Problem to solve
All records that follow are to be restated exactly.

Saved entries
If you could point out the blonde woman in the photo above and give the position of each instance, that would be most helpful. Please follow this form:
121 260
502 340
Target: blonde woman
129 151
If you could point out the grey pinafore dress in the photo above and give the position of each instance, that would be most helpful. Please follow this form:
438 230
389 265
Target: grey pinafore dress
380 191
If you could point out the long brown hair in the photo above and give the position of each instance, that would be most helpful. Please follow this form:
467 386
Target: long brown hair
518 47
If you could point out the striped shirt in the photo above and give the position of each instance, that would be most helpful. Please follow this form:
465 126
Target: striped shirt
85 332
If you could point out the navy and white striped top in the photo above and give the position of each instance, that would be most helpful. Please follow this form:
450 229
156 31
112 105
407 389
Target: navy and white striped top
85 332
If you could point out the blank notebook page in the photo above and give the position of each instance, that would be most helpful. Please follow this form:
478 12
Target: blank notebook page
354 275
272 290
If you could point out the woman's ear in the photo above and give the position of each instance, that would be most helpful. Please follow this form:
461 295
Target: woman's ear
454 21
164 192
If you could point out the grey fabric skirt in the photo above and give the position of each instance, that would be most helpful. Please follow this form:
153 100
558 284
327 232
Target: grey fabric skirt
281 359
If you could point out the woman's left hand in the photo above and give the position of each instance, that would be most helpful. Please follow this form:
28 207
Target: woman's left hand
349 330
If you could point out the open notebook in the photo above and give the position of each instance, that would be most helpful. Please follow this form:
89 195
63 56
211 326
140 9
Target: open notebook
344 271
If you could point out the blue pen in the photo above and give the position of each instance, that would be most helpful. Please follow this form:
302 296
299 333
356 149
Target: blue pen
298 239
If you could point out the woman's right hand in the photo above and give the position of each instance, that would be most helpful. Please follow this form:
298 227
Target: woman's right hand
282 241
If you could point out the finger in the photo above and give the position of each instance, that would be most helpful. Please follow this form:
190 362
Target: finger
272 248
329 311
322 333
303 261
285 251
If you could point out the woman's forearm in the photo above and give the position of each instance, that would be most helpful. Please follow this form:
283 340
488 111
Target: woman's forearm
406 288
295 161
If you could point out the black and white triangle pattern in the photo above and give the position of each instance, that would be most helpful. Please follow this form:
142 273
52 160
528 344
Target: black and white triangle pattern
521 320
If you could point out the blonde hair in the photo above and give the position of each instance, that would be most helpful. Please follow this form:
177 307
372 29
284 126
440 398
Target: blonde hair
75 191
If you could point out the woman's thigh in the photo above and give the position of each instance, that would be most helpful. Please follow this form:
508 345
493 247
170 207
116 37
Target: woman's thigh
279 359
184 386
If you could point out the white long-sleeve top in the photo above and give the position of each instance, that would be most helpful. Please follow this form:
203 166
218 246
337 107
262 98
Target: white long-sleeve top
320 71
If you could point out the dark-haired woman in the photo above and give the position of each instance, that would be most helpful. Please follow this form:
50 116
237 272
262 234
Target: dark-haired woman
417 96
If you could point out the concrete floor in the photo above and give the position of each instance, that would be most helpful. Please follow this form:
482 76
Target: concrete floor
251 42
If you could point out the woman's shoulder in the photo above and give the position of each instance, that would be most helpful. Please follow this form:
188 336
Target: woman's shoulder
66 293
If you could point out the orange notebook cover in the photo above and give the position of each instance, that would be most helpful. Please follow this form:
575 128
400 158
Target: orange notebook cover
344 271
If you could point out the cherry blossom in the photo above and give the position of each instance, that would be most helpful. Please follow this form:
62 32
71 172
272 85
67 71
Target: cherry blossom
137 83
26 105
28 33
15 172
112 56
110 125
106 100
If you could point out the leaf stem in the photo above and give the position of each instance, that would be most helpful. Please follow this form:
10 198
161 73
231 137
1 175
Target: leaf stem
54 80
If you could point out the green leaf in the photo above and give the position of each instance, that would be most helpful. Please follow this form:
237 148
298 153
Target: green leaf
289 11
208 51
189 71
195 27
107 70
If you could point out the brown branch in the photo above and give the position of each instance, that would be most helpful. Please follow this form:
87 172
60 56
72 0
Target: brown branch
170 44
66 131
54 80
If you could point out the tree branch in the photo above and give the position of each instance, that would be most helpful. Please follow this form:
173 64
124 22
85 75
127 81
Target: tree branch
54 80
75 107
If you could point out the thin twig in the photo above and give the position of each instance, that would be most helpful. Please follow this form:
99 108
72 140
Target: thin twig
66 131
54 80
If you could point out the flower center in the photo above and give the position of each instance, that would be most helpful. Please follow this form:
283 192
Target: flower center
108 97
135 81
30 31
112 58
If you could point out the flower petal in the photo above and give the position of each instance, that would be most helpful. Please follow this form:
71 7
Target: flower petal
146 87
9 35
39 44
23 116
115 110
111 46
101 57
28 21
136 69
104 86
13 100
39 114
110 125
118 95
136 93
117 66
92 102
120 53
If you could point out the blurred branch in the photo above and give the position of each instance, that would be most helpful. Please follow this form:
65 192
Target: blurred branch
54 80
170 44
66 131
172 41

Solution for this task
If you could point out the blonde woman in the photo above and give the position of each instance, that would be most helpful. Please follow this form:
121 260
502 340
Target: blonde woman
129 151
If you could point out the grey pinafore dress in the photo above and give the position of each instance, that would be most helpful. Please follow this form:
438 230
389 265
Target: grey pinafore dress
380 191
If you could point out the long brown hair in the photo above and give the position of each instance, that would be most helpful. Please follow this form:
467 386
Target: long brown hair
518 47
If you could point out the striped shirt in the photo above and give the position of each instance, that would be most helpful. Please follow this form:
465 126
Target: striped shirt
85 332
If you could point out the navy and white striped top in the photo above and give the position of each instance, that would be most helpful. Please follow this form:
450 229
156 31
112 105
407 389
Target: navy and white striped top
85 332
If you could point out the blank notebook page in the photo above and give the position of each instance, that would be most helpful. Please follow this form:
478 12
Target: blank notebook page
354 275
272 290
If you could point out the woman's ear in the photo above and give the position of each instance, that would be most helpful. Please follow this form:
461 295
Target: woman's ear
454 21
164 192
If you could point out the grey fabric skirt in the photo above and give the position of each instance, that would be most helpful. Please follow this form:
153 100
558 284
327 232
Target: grey fabric skirt
281 359
If you could point out the woman's left hand in the photo above and give the position of each instance, that would be most helpful. Please follow this form:
28 207
Target: woman's left hand
349 330
If you could point out the open notebook in the photo above and give the position of each instance, that would be most helpful. Please follow this form:
89 195
63 56
211 326
140 9
Target: open notebook
344 271
If you could point out the blue pen in the photo above and give the position of each instance, that would be most helpful. Please follow this form:
302 296
299 333
356 149
Target: blue pen
298 239
If you could point out the woman's right hand in the photo above and give the position of each instance, that would be most helpful. Please follow this form:
298 227
Target: woman's right hand
282 241
If you could point out the finger in the photo above and give the position of each instance, that would be most helpful. Please follow this form:
190 362
Target: finger
272 248
329 311
322 333
303 261
285 251
If you could point out the woman's forearm in the photo above and give the position of each instance, that would be most helpful. Please follow this form:
283 340
488 111
Target: woman's forearm
406 288
295 161
If you could point out the black and white triangle pattern in the photo above and give the position of each instance, that would be most helpful. Please follow this form:
142 273
52 160
528 344
Target: black and white triangle pattern
521 320
If you could point out the blonde hair in the photo above and give the position of each instance, that would be most helpful. Please follow this form:
177 307
372 29
284 126
440 398
Target: blonde hair
75 191
If you could point out the woman's thigh in the photo above and give the position of each instance, that would be most helpful. Please follow this form:
508 345
493 247
170 207
116 37
Target: woman's thigh
279 359
184 386
If you could point out the white long-sleeve top in the photo above and give the position of each instance, that would be most helpful. Please follow this form:
203 166
218 246
337 107
262 98
Target: white long-sleeve top
320 71
If you could point out the dark-haired woman in the photo above and give the position of each instance, that would be most helpful. Please follow this form:
50 116
237 272
262 234
Target: dark-haired woman
417 96
If you could point out the concrete floor in the photo above and give the position of each instance, that would be most helpful. Please follow this form:
482 76
Target: concrete floor
251 42
If you could point out the woman's shoulder in the photo above and give the position of each instance, that would be most helpful. Please follow this form:
188 336
Target: woman's shoulder
66 293
If you could point out the orange notebook cover in the photo above and give the position of each instance, that would be most helpful. Please follow this form:
575 128
400 158
Target: orange notebook cover
344 271
If you could point out the cherry blossom in the photo above and give the position of each instance, that would be most helpful. Please follow this form:
62 32
71 172
272 85
67 71
Target: cherry blossom
137 83
26 105
28 33
15 172
112 56
110 125
106 100
If you could point out the leaf stem in the photo above and give the position of each instance, that would be most helpful. Please follow this form:
10 198
161 73
231 137
1 175
Target: leaf stem
54 80
If you could point out the green leaf in the photo above and give the position of each instance, that would be most helpful. Please follow this form:
237 148
298 153
Target: green leaf
289 11
208 51
189 71
195 27
107 70
If you could point out the brown branch in the photo above and give the position of each instance, that would be most helpful. Please follow this form:
87 172
60 56
72 0
Target: brown branch
170 44
66 131
54 80
If you could point out the tree branch in the photo above and give the position of each instance, that would be most helpful. Please follow this form:
173 64
124 22
85 75
127 81
Target: tree branch
54 80
75 107
If you could point out the thin twig in the photo above and give the position of each instance, that would be most helpful. Please follow this form:
99 108
72 140
Target: thin twig
66 131
54 80
If you could point out the flower center in the photo above and give the position of each instance, that would be most helpful. Please follow this form:
283 192
Target: flower center
108 97
135 81
30 31
112 58
If you could point out the flower petal in the photo above and give the position of each instance, that would be most helpful. Please follow this form:
71 7
Target: flower petal
146 87
9 35
39 44
23 116
115 110
111 46
101 57
28 21
136 69
104 86
13 100
39 114
110 125
118 95
136 93
117 66
92 102
120 53
If you could point out the blurred branch in the photo above and give the position of each instance, that would be most helpful. Please follow this form:
65 192
Target: blurred branch
54 80
170 44
66 131
172 41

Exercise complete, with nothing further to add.